Contour labeling entries
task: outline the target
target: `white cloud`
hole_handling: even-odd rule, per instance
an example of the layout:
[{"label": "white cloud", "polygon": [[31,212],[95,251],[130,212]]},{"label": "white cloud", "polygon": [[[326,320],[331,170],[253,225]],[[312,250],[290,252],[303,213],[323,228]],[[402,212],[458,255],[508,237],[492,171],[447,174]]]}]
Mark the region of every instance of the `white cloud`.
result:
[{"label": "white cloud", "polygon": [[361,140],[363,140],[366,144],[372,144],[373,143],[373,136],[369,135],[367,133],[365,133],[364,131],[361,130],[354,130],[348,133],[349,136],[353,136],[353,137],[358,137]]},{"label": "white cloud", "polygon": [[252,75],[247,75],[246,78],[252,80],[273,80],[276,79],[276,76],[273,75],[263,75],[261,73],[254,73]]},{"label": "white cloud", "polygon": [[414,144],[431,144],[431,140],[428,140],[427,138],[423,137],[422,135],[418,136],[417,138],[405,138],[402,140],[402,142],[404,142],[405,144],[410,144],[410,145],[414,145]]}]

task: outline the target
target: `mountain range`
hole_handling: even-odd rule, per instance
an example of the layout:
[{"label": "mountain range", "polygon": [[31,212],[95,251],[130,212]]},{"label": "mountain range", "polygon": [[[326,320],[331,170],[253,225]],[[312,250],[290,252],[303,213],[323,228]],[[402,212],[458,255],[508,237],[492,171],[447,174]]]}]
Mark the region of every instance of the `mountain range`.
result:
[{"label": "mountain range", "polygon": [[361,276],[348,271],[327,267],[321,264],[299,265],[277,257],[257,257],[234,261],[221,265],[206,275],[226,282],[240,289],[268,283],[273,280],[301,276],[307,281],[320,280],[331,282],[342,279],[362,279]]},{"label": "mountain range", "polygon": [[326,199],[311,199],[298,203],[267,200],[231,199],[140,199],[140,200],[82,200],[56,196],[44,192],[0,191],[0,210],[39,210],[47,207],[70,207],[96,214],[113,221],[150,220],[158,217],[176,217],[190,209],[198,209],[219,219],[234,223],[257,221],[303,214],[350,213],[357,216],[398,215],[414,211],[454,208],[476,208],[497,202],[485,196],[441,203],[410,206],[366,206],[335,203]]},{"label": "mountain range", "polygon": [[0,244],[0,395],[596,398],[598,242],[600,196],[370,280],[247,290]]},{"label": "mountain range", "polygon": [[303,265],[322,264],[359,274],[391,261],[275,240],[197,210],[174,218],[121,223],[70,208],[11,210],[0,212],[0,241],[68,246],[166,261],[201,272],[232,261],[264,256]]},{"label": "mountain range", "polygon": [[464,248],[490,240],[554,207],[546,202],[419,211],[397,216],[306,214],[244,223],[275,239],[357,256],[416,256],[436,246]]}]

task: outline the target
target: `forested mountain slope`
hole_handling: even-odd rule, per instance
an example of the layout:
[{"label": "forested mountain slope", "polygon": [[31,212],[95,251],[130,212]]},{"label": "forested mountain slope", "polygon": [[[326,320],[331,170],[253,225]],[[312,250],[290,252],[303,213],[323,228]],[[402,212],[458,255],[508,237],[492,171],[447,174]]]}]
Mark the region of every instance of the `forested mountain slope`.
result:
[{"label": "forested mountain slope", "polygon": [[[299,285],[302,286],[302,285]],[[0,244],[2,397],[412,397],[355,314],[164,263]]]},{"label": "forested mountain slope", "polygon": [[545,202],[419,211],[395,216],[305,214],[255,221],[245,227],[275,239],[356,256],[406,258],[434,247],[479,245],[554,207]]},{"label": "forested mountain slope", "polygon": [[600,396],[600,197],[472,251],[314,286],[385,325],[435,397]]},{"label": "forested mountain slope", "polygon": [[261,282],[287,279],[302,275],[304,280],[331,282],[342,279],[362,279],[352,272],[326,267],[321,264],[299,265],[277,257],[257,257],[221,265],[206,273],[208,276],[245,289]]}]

==

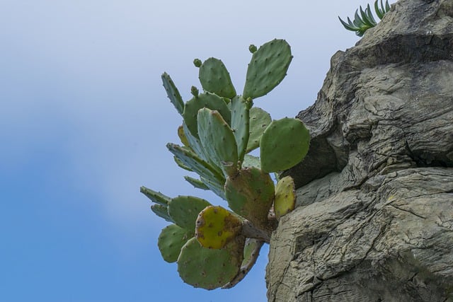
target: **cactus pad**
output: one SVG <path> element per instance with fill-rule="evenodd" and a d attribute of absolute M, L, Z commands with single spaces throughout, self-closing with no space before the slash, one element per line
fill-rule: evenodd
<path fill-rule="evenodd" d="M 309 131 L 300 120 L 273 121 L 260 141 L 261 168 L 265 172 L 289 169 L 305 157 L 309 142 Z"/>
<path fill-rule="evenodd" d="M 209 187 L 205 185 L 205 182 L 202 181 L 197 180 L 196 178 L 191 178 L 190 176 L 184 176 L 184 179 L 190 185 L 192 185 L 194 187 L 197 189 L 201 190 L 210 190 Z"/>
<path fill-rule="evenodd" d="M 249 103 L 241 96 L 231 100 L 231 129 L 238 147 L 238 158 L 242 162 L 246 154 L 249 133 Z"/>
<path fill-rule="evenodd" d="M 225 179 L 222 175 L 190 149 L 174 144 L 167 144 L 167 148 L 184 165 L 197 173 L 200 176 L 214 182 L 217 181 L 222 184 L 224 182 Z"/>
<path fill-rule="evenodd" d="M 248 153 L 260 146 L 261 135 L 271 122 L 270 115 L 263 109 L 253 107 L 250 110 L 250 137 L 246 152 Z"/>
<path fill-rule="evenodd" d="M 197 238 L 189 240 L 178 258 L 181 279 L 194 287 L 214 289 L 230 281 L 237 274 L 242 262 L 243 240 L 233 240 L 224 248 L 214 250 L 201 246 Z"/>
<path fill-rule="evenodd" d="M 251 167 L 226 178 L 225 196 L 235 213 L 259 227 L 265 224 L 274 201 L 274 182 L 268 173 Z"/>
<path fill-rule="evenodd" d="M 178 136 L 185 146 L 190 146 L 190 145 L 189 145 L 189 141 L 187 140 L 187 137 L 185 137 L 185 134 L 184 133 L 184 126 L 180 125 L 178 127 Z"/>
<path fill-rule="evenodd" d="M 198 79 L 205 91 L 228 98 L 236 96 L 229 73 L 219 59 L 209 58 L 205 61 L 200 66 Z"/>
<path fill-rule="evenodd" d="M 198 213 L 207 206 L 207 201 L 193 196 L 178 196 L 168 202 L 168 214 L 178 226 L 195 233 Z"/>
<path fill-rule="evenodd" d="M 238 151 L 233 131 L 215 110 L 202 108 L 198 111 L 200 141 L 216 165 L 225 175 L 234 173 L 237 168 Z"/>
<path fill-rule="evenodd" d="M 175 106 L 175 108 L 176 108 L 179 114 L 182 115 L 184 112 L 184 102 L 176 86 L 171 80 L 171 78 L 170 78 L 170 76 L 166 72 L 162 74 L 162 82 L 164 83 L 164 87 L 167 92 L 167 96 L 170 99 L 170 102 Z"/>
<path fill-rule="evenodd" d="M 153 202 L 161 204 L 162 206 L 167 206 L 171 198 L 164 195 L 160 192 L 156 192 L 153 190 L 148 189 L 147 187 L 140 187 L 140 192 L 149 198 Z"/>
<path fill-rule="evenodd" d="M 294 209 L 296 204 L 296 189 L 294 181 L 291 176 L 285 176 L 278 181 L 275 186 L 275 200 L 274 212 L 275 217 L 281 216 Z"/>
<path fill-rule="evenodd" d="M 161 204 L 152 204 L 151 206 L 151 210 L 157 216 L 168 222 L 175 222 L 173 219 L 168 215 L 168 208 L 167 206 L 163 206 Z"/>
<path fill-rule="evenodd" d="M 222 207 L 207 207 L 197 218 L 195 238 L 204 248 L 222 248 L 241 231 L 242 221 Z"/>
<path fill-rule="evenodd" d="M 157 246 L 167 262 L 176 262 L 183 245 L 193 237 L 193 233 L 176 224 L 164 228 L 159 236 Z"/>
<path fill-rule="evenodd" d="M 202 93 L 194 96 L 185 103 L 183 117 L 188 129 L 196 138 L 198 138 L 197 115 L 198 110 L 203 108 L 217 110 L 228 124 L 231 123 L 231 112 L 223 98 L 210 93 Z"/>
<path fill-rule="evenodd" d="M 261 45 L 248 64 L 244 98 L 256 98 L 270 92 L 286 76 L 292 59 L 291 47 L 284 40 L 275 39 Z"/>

> _GIVEN REQUEST_:
Find each line in the entries above that contains the string "instance", and copy those lines out in full. Treat uppercase and lowercase as different.

> _FINISHED EXERCISE_:
hole_handling: even-odd rule, per instance
Mark the region of every instance of the `white cloud`.
hole_handling: even-odd rule, per instance
Mark the region of every instance of the `mountain range`.
hole_handling: even-odd rule, per instance
Mark the region of every instance of the `forested mountain slope`.
output: one SVG <path> element per instance with fill-rule="evenodd" and a d attribute of absolute M, L, Z commands with single spaces throughout, self-closing with no space before the slash, one element per line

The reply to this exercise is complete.